_WORK ORDER A_. Reproduce the part of the Covid-19 doctors column that begins with the words containing "ON April 1, in" and ends with "died were non-white.", word for word.
_WORK ORDER B_. Write what comes next in the Covid-19 doctors column, picking up after its final sentence.

_PASSAGE_.
* * * * * * * * *
ON April 1, in the pages of this newspaper, I wrote about Habib Zaidi, Adil El Tayar and Amged El-Harwani, the first three doctors to die in this country as a result of Covid-19. In that column, which noted their bravery and service, as well as the opprobrium often faced by non-white immigrants to the UK, I noted that “the fact that all three of the first doctors to have died from Covid-19 were all immigrants to this country is of course a random coincidence.” As it turns out I was quite wrong.
Just over a week later – by April 9 – a trend had developed. The first ten doctors in the UK who had died from the virus were all from BAME (Black and Minority Ethnic) backgrounds whilst 50 per cent of the nurses who had died were non-white.
At first questions focused on statistical links, noting the over-representation of BAME staff in the NHS, where they comprise 44 per cent of medical staff compared, whilst only constituting 13 per cent of the population of England and Wales. Independent research into those being admitted into intensive care created an even more worrying picture. On April 10, the Intensive Care National Audit and Research Centre found of the first 5,000 Covid-19 patients, 35 per cent of those in critical care were from an ethnic minority.
* * * * * * * * *
_RECORD SET_.
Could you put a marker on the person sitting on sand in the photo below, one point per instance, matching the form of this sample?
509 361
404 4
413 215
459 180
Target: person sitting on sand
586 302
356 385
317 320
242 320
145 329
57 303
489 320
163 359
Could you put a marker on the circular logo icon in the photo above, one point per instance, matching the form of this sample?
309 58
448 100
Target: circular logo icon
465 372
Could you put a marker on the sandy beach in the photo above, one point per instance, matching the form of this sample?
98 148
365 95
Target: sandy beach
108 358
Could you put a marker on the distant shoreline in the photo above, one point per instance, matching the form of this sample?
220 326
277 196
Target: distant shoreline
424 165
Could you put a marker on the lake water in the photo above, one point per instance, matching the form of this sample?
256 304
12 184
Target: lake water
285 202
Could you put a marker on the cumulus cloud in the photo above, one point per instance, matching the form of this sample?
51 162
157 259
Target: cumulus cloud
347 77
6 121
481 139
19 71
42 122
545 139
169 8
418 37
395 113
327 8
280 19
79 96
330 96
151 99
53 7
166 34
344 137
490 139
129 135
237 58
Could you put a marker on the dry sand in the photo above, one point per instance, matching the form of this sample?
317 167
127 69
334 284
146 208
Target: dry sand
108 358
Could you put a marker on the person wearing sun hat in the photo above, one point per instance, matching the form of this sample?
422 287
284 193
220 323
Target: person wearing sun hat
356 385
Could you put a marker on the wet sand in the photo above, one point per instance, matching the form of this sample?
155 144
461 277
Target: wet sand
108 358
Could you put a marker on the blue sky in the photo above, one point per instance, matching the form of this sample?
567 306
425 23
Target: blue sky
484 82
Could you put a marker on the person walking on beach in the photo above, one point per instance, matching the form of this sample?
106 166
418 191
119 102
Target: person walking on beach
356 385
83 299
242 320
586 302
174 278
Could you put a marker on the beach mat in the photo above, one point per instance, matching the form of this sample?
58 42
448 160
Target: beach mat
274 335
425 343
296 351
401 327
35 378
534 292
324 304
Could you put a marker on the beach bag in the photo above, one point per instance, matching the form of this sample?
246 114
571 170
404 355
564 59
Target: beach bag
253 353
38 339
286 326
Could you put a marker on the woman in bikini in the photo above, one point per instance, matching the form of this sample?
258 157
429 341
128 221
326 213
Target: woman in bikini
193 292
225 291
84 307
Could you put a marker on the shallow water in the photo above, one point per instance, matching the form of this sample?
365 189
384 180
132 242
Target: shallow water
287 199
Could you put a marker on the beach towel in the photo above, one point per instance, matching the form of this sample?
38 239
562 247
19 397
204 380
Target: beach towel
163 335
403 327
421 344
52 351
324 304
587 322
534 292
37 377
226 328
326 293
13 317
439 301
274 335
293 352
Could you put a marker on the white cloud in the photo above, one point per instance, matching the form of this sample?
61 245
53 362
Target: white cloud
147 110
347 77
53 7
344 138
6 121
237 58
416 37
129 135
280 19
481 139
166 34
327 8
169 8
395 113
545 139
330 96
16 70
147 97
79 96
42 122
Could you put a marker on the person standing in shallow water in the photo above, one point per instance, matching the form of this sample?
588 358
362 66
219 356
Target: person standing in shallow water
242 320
* * * * * * * * *
_EXERCISE RESULT A_.
ON April 1, in the pages of this newspaper, I wrote about Habib Zaidi, Adil El Tayar and Amged El-Harwani, the first three doctors to die in this country as a result of Covid-19. In that column, which noted their bravery and service, as well as the opprobrium often faced by non-white immigrants to the UK, I noted that “the fact that all three of the first doctors to have died from Covid-19 were all immigrants to this country is of course a random coincidence.” As it turns out I was quite wrong.
Just over a week later – by April 9 – a trend had developed. The first ten doctors in the UK who had died from the virus were all from BAME (Black and Minority Ethnic) backgrounds whilst 50 per cent of the nurses who had died were non-white.

_EXERCISE RESULT B_.
On April 18, at the Government’s daily press briefing, the Communities Secretary Robert Jenrick conceded that “there does appear to be a disproportionate impact of the virus on BAME communities in the UK” as he confirmed that the number of BAME patients who were critically ill with Covid-19 remained at 35 per cent and of the 51 healthcare workers to have died, 75 per cent were from BAME backgrounds. On the same day the chief medical officer commissioned work to further understand the issue.
Yet whilst this work has been commissioned, and a panel of experts appointed, there is no timeline as to when it will report. Whilst that work continues people continue to die. On Monday of this week Manjeet Singh Ryat, the UK’s first Sikh A&E consultant, died aged 52 at the Royal Derby Hospital where he worked. As of Monday, every one of the 15 NHS doctors reported to have died from Covid-19 so far is from an ethnic minority. Two thirds of all medical staff who have died are from an ethnic minority. One third of all of those in critical care are from an ethnic minority.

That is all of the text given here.